*Given request*:
Reproduce the data below word for word, leaving out the pictures.

(Point annotation data)
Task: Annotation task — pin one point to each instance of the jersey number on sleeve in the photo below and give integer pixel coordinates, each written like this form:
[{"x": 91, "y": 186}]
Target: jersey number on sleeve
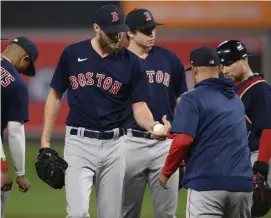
[{"x": 6, "y": 78}]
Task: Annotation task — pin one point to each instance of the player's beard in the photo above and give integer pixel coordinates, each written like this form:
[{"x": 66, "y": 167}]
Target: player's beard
[{"x": 106, "y": 43}]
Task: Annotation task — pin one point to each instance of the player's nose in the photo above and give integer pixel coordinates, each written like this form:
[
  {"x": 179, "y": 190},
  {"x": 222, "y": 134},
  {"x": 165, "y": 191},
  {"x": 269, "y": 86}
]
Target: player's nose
[{"x": 225, "y": 70}]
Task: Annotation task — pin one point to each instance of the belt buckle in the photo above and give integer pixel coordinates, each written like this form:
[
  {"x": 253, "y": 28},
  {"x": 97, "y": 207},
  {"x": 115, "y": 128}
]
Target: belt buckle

*Exercise solution*:
Task: Annotation task — pin one point to each instance of the jersey number on sleeve in the photo below and give integer pixel coordinates, each written like this form:
[{"x": 91, "y": 186}]
Target: jersey number on sleeve
[{"x": 6, "y": 78}]
Task: Annotation task — pin one point to each instance of the player's beard in the photo above and give integer pixel coordinates, each written like this form:
[{"x": 66, "y": 167}]
Target: player's beard
[{"x": 106, "y": 43}]
Task: Annotation task — pin one point to each instance of the player's nose in the photo above and give integer pixel coordinates, each written like this form:
[
  {"x": 179, "y": 190},
  {"x": 222, "y": 134},
  {"x": 165, "y": 191},
  {"x": 269, "y": 86}
]
Target: player's nose
[{"x": 225, "y": 70}]
Task: Annotation task — pin one point to each instance of the belt buckle in the photo above and give integer pixel coordinates, each written like this form:
[
  {"x": 253, "y": 28},
  {"x": 97, "y": 207},
  {"x": 115, "y": 128}
]
Target: belt buckle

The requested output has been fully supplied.